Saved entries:
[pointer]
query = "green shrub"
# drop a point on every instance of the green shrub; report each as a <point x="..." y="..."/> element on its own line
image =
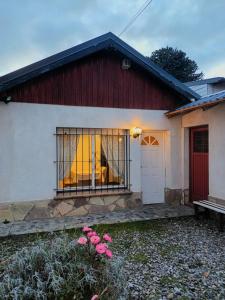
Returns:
<point x="62" y="269"/>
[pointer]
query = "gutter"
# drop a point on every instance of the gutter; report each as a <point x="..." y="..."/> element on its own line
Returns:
<point x="191" y="108"/>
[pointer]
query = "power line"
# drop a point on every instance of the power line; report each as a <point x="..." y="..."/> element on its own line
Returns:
<point x="136" y="15"/>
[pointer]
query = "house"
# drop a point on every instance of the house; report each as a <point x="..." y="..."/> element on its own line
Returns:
<point x="208" y="86"/>
<point x="98" y="128"/>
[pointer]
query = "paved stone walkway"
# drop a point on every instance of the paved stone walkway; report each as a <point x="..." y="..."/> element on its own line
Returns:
<point x="147" y="212"/>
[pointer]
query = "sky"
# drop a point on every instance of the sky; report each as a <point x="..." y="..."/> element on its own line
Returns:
<point x="31" y="30"/>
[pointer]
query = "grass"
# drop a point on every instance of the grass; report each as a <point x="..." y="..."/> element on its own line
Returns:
<point x="139" y="258"/>
<point x="9" y="245"/>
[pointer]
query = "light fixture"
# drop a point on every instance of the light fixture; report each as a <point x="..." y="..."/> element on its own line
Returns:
<point x="136" y="132"/>
<point x="126" y="64"/>
<point x="6" y="99"/>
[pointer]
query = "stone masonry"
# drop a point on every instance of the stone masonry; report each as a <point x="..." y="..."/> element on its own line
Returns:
<point x="69" y="206"/>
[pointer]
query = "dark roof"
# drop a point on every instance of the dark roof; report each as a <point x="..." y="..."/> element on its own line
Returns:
<point x="108" y="40"/>
<point x="205" y="81"/>
<point x="203" y="102"/>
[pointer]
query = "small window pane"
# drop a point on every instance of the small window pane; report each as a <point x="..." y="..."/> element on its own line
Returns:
<point x="200" y="140"/>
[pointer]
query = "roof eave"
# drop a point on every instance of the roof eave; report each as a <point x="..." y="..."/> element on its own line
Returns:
<point x="90" y="47"/>
<point x="171" y="114"/>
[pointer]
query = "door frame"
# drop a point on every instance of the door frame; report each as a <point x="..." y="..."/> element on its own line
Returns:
<point x="191" y="129"/>
<point x="163" y="153"/>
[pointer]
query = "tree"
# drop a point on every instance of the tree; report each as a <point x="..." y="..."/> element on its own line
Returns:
<point x="177" y="63"/>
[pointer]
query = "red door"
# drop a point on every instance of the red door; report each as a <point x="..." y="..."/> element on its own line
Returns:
<point x="199" y="163"/>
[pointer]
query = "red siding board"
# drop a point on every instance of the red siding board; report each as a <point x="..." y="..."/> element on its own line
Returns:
<point x="100" y="81"/>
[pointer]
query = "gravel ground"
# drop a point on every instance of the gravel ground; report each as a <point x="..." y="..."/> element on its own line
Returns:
<point x="164" y="259"/>
<point x="174" y="259"/>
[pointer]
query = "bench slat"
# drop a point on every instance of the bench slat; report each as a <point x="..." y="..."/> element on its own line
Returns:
<point x="219" y="210"/>
<point x="213" y="204"/>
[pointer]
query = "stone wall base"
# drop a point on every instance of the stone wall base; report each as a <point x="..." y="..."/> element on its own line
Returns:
<point x="68" y="206"/>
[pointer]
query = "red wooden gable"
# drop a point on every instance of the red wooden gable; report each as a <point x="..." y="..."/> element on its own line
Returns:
<point x="97" y="80"/>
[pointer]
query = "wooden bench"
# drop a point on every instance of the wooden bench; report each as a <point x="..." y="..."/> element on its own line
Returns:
<point x="208" y="205"/>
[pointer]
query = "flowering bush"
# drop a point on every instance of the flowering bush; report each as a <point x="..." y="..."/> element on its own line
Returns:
<point x="65" y="269"/>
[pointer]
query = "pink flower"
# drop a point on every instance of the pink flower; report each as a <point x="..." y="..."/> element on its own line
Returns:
<point x="82" y="241"/>
<point x="107" y="238"/>
<point x="95" y="239"/>
<point x="108" y="253"/>
<point x="91" y="233"/>
<point x="86" y="229"/>
<point x="100" y="248"/>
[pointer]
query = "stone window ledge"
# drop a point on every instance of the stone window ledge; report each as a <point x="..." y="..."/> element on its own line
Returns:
<point x="71" y="195"/>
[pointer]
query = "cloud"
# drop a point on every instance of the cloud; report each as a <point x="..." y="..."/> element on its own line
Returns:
<point x="32" y="30"/>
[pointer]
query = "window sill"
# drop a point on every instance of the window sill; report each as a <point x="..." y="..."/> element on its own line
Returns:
<point x="72" y="195"/>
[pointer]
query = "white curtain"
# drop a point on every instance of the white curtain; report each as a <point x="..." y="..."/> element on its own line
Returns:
<point x="67" y="148"/>
<point x="114" y="151"/>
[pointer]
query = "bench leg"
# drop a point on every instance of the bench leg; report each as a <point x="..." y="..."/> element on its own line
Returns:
<point x="196" y="208"/>
<point x="206" y="213"/>
<point x="221" y="222"/>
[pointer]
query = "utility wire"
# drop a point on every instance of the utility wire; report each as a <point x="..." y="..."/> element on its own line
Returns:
<point x="136" y="15"/>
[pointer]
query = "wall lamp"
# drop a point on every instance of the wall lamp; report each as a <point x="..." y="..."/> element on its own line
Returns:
<point x="6" y="99"/>
<point x="136" y="132"/>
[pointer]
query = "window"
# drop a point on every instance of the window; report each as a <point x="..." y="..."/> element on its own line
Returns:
<point x="149" y="140"/>
<point x="92" y="159"/>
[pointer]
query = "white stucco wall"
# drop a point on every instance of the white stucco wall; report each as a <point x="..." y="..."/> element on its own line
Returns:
<point x="215" y="119"/>
<point x="28" y="147"/>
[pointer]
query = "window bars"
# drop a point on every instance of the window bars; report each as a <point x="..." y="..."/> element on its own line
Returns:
<point x="92" y="159"/>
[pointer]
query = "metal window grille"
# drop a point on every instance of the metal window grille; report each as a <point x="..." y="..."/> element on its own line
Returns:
<point x="90" y="160"/>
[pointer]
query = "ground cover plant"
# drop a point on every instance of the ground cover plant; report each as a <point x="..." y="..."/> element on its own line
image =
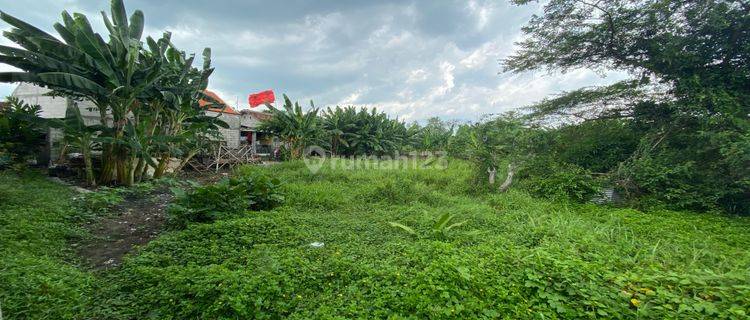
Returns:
<point x="329" y="251"/>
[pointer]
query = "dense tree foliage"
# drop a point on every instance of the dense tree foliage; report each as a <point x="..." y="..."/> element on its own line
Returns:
<point x="351" y="131"/>
<point x="687" y="105"/>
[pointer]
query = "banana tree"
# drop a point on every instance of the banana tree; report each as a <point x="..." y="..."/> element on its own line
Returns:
<point x="298" y="129"/>
<point x="80" y="136"/>
<point x="113" y="75"/>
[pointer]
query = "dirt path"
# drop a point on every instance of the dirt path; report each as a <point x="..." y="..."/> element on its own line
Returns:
<point x="134" y="222"/>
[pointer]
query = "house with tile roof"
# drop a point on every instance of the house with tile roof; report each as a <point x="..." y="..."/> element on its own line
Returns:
<point x="243" y="125"/>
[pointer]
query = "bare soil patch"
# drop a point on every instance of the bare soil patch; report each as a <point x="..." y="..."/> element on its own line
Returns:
<point x="133" y="223"/>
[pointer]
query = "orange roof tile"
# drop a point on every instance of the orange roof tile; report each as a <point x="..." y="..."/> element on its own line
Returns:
<point x="223" y="106"/>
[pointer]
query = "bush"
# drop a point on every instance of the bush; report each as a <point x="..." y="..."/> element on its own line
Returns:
<point x="224" y="199"/>
<point x="21" y="131"/>
<point x="551" y="180"/>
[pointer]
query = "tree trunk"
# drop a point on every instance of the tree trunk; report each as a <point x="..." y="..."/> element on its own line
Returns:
<point x="184" y="162"/>
<point x="161" y="168"/>
<point x="86" y="150"/>
<point x="138" y="172"/>
<point x="508" y="179"/>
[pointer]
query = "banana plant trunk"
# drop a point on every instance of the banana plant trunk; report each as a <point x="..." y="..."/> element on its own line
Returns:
<point x="86" y="150"/>
<point x="161" y="168"/>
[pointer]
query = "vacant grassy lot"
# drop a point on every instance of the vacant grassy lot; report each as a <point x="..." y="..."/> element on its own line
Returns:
<point x="515" y="257"/>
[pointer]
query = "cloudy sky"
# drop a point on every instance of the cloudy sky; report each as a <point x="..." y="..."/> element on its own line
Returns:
<point x="412" y="59"/>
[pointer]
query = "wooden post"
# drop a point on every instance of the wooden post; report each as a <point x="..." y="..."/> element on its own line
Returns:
<point x="218" y="158"/>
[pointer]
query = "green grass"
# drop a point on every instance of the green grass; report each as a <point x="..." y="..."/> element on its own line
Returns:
<point x="38" y="275"/>
<point x="516" y="257"/>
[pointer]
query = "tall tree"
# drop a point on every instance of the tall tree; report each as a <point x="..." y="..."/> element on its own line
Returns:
<point x="690" y="62"/>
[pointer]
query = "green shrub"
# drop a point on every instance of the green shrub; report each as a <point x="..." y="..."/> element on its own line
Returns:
<point x="21" y="131"/>
<point x="551" y="180"/>
<point x="230" y="197"/>
<point x="101" y="200"/>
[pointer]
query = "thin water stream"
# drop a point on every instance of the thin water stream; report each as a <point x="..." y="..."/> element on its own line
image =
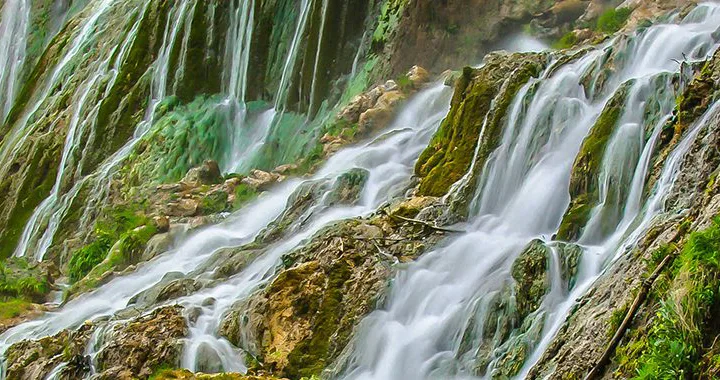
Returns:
<point x="389" y="161"/>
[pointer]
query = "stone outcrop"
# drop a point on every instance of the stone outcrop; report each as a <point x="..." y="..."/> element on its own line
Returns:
<point x="452" y="150"/>
<point x="302" y="320"/>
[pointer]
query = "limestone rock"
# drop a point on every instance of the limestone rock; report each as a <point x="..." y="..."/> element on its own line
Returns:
<point x="418" y="76"/>
<point x="206" y="174"/>
<point x="143" y="344"/>
<point x="35" y="359"/>
<point x="261" y="180"/>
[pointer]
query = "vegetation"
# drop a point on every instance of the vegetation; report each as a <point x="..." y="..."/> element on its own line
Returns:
<point x="119" y="226"/>
<point x="568" y="40"/>
<point x="612" y="20"/>
<point x="686" y="299"/>
<point x="18" y="280"/>
<point x="87" y="257"/>
<point x="14" y="308"/>
<point x="21" y="285"/>
<point x="243" y="195"/>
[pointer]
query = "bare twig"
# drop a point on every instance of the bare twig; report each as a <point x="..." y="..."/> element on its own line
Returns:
<point x="645" y="287"/>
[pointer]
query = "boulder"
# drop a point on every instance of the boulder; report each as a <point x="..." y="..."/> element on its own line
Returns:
<point x="206" y="174"/>
<point x="144" y="344"/>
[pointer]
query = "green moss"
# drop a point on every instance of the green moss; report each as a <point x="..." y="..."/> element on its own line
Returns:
<point x="683" y="323"/>
<point x="531" y="275"/>
<point x="20" y="280"/>
<point x="118" y="225"/>
<point x="14" y="308"/>
<point x="612" y="20"/>
<point x="87" y="257"/>
<point x="451" y="150"/>
<point x="567" y="41"/>
<point x="243" y="195"/>
<point x="309" y="357"/>
<point x="182" y="138"/>
<point x="388" y="21"/>
<point x="584" y="178"/>
<point x="214" y="203"/>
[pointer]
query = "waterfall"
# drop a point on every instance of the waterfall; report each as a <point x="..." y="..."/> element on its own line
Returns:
<point x="389" y="160"/>
<point x="431" y="325"/>
<point x="13" y="40"/>
<point x="42" y="226"/>
<point x="250" y="134"/>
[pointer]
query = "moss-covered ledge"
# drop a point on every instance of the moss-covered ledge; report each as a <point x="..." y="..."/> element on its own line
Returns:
<point x="450" y="152"/>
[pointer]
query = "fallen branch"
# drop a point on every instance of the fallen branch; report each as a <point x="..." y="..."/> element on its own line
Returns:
<point x="428" y="225"/>
<point x="645" y="287"/>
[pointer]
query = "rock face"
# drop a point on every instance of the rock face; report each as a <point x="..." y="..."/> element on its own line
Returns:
<point x="584" y="335"/>
<point x="36" y="359"/>
<point x="452" y="150"/>
<point x="303" y="319"/>
<point x="144" y="344"/>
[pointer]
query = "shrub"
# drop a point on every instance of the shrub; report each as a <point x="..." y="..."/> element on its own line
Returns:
<point x="675" y="338"/>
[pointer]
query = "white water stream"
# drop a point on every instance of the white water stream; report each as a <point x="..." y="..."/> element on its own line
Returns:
<point x="521" y="196"/>
<point x="42" y="226"/>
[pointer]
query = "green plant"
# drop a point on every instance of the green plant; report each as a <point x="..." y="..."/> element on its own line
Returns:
<point x="87" y="257"/>
<point x="13" y="308"/>
<point x="612" y="20"/>
<point x="243" y="195"/>
<point x="675" y="338"/>
<point x="568" y="40"/>
<point x="404" y="83"/>
<point x="20" y="281"/>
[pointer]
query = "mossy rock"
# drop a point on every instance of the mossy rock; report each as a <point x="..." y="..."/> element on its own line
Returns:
<point x="532" y="278"/>
<point x="452" y="149"/>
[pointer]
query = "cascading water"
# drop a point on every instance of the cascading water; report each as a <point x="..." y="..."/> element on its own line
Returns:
<point x="13" y="39"/>
<point x="42" y="226"/>
<point x="250" y="132"/>
<point x="432" y="323"/>
<point x="389" y="161"/>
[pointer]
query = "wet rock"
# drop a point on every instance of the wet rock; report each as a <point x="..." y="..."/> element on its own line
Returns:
<point x="410" y="208"/>
<point x="150" y="296"/>
<point x="260" y="180"/>
<point x="183" y="374"/>
<point x="143" y="344"/>
<point x="208" y="360"/>
<point x="418" y="76"/>
<point x="206" y="174"/>
<point x="530" y="271"/>
<point x="285" y="169"/>
<point x="184" y="207"/>
<point x="570" y="255"/>
<point x="479" y="93"/>
<point x="390" y="86"/>
<point x="302" y="320"/>
<point x="162" y="223"/>
<point x="35" y="359"/>
<point x="348" y="187"/>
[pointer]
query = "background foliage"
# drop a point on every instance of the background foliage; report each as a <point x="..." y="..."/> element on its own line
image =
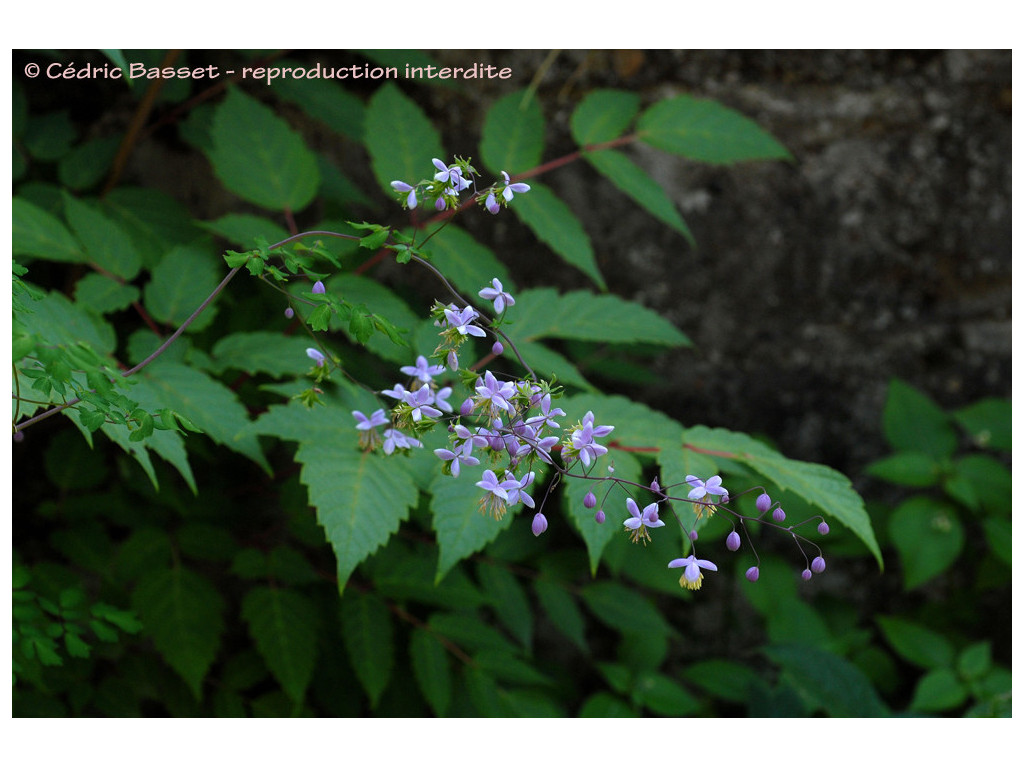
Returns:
<point x="189" y="561"/>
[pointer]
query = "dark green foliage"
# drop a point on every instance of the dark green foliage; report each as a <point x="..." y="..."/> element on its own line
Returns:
<point x="206" y="538"/>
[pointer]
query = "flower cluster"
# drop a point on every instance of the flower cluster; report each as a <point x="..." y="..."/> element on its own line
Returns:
<point x="450" y="180"/>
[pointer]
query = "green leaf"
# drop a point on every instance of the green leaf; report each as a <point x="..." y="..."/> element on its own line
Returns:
<point x="635" y="181"/>
<point x="243" y="229"/>
<point x="508" y="600"/>
<point x="723" y="679"/>
<point x="179" y="284"/>
<point x="623" y="608"/>
<point x="431" y="669"/>
<point x="259" y="158"/>
<point x="211" y="406"/>
<point x="105" y="243"/>
<point x="465" y="262"/>
<point x="929" y="537"/>
<point x="283" y="624"/>
<point x="596" y="536"/>
<point x="183" y="614"/>
<point x="562" y="610"/>
<point x="359" y="498"/>
<point x="36" y="232"/>
<point x="910" y="468"/>
<point x="603" y="115"/>
<point x="325" y="101"/>
<point x="369" y="637"/>
<point x="819" y="485"/>
<point x="462" y="528"/>
<point x="399" y="137"/>
<point x="832" y="682"/>
<point x="707" y="131"/>
<point x="938" y="690"/>
<point x="988" y="422"/>
<point x="513" y="134"/>
<point x="103" y="295"/>
<point x="542" y="312"/>
<point x="261" y="352"/>
<point x="915" y="643"/>
<point x="555" y="225"/>
<point x="86" y="164"/>
<point x="912" y="422"/>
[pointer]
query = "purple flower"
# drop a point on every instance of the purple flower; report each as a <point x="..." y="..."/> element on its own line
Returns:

> [What this task involves]:
List every line of the records that contains the word "walkway", matching case exactly.

> [Completed exercise]:
query = "paved stone walkway"
# drop a point on every instance of the paved stone walkway; report each as a <point x="..." y="..."/> element on its own line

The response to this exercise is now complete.